*PASSAGE GIVEN*.
======

By Amanda Cooper
LONDON (Reuters) – The dollar hovered near a nine-month low against the euro and surrendered recent gains against the yen on Tuesday, as traders weighed the risks of a U.S. recession against the outlook for Federal Reserve monetary policy.
Euro zone data on Tuesday reinforced the view that the economy is surviving a winter of intense price pressures reasonably well, analysts said.
The U.S. dollar index – which measures the greenback against a basket of six major currencies, fell 0.1% to 101.93, heading back towards the 7-1/2-month low of 101.51 reached last week.
“The U.S. is no longer the cleanest shirt in the global economic laundry,” said Ray Attrill, head of foreign-exchange strategy at National Australia Bank, who expects the dollar index to fall to 100 by end-March and the euro to rise to $1.10.

======

*DATA SUPPLIED*.

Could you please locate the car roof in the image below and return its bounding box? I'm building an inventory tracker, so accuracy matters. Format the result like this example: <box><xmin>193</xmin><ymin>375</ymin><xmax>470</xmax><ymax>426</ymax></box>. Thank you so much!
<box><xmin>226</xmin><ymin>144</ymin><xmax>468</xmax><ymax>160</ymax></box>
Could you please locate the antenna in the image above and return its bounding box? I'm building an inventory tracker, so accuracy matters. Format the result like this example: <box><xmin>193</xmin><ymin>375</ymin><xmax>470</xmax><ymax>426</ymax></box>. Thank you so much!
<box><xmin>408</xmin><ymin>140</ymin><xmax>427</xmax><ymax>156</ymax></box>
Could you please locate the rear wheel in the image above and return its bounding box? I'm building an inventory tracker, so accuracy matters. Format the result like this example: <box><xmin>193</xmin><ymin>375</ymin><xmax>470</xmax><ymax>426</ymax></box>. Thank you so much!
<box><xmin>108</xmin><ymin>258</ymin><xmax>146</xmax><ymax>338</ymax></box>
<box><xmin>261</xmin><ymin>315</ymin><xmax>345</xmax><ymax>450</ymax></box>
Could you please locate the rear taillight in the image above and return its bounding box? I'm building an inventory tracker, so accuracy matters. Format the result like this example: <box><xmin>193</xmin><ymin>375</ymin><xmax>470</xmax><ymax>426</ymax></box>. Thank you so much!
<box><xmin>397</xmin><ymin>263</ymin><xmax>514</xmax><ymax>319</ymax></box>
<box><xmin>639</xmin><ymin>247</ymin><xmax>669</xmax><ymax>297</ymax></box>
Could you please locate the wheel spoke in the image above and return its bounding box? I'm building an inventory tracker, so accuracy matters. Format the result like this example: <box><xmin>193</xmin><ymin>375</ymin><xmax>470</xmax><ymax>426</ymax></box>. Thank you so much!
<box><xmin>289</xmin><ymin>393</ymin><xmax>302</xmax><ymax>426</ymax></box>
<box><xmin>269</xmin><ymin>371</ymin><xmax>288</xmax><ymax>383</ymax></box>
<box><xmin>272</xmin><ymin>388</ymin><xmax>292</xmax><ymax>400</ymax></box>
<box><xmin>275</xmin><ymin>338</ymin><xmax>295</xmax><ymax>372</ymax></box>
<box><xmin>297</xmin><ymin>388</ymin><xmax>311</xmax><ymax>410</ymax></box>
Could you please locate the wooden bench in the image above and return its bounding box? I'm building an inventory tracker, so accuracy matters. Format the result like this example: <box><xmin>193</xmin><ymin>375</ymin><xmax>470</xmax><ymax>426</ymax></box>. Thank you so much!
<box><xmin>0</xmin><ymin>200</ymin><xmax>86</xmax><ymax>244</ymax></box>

======

*GIVEN REQUEST*.
In the currency report, what level did the U.S. dollar index fall to? Answer using only the currency report, not the entries.

*SOLUTION TO THIS TASK*.
101.93, a drop of 0.1%.